**Provided text**

+--

Former U.S. President Jimmy Carter is crediting his recent rebound from melanoma cancer to the immunotherapy drug Keytruda, the subject of a phase II clinical trial involving malignant pleural mesothelioma.
Keytruda, known generically as pembrolizumab, is manufactured by Merck.
Carter, 91, made his pronouncement earlier this week at the Maranatha Baptist Church in Plains, Georgia, where he teaches Sunday school.
He announced his melanoma cancer diagnosis in August after doctors discovered tumors on his brain and liver. He underwent surgery to his liver and radiation treatments for his brain, along with taking Keytruda.
“My most recent MRI brain scan did not reveal any signs of the original cancer spots nor any new ones,” Carter announced Sunday to a rousing round of applause. “I will continue to receive regular, three-week immunotherapy treatments of pembrolizumab.”
The U.S. Food and Drug Administration (FDA) approved Keytruda in 2014 to treat melanoma, an aggressive skin cancer that often migrates to other organs, much like it did with Carter. In 2015, the FDA also approved the drug for colorectal cancer and certain lung cancers. Oncologists everywhere are excited about its potential.

+--

**Problem details**
Translate this sentence from the article about Jimmy Carter and Keytruda into Spanish: "Keytruda, known generically as pembrolizumab, is manufactured by Merck."

Images for object localization:
+--

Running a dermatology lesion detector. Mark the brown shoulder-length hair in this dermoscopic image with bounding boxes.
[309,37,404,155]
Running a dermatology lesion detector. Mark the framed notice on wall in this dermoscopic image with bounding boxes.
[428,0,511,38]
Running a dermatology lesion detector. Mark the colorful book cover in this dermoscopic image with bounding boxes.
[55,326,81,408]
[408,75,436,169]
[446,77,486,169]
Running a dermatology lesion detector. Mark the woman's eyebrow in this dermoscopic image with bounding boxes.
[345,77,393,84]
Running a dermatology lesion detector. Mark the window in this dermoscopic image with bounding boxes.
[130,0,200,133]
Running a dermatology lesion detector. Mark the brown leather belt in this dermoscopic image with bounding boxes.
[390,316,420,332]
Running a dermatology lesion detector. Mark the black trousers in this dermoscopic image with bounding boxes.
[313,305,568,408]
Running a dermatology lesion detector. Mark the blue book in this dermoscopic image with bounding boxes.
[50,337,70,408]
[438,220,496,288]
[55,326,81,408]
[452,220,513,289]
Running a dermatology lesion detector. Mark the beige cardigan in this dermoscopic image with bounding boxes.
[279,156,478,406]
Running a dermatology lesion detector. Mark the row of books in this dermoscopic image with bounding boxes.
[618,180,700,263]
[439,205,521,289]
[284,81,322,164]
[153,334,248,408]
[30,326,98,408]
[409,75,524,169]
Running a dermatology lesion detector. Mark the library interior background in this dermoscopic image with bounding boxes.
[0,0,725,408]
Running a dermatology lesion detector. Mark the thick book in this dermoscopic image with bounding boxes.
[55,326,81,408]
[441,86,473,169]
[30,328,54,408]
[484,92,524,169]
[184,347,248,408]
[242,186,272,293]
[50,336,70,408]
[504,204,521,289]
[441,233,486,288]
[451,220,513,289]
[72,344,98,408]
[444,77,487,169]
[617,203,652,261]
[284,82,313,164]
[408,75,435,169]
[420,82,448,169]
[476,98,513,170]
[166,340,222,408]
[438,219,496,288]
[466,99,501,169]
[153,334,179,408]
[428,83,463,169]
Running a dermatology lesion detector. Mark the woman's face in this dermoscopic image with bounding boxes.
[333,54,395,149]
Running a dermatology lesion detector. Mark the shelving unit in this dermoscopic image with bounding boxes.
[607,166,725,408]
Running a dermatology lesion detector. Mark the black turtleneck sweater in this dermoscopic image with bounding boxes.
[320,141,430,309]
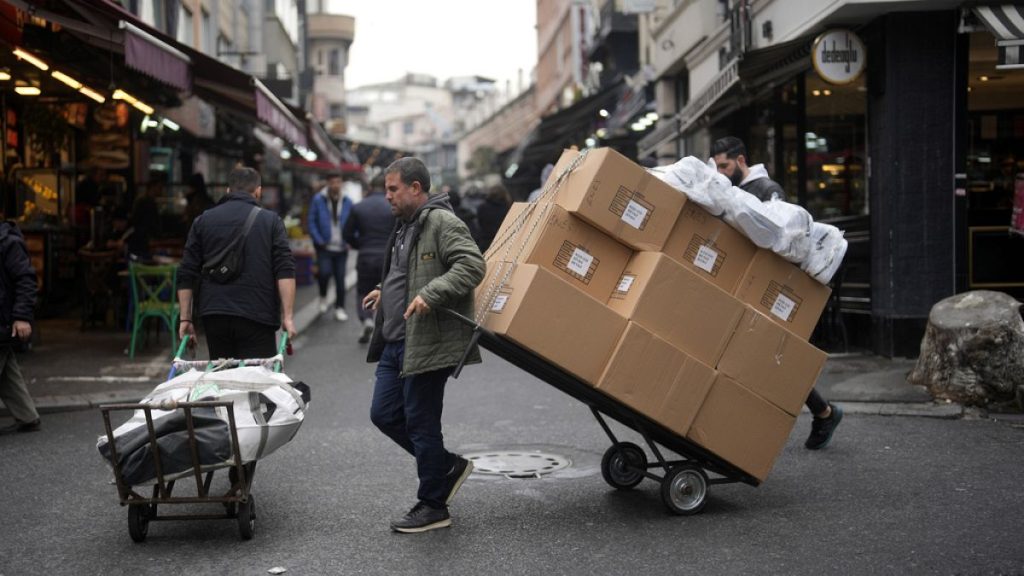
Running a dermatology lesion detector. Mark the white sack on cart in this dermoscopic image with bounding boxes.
[647,156,729,216]
[96,367,308,486]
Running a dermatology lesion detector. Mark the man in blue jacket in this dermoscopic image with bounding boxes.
[309,173,352,322]
[0,221,40,434]
[178,163,295,360]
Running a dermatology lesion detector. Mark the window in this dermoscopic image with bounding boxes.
[327,48,341,76]
[177,4,195,46]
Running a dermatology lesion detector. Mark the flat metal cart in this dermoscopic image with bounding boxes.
[442,308,760,516]
[99,334,288,542]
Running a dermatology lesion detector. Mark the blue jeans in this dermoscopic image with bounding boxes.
[316,248,348,308]
[370,340,455,508]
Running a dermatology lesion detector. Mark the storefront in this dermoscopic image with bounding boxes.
[639,2,1024,357]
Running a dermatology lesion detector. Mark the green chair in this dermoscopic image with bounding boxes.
[128,262,179,358]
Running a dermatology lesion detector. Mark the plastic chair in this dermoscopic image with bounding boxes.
[128,262,179,358]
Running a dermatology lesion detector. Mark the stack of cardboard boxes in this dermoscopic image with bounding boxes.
[477,149,829,480]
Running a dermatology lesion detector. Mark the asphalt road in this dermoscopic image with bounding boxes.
[0,319,1024,576]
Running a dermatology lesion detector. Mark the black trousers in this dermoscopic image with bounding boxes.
[203,314,278,360]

+--

**Answer to this exercise**
Keytruda, conocido genéricamente como pembrolizumab, es fabricado por Merck.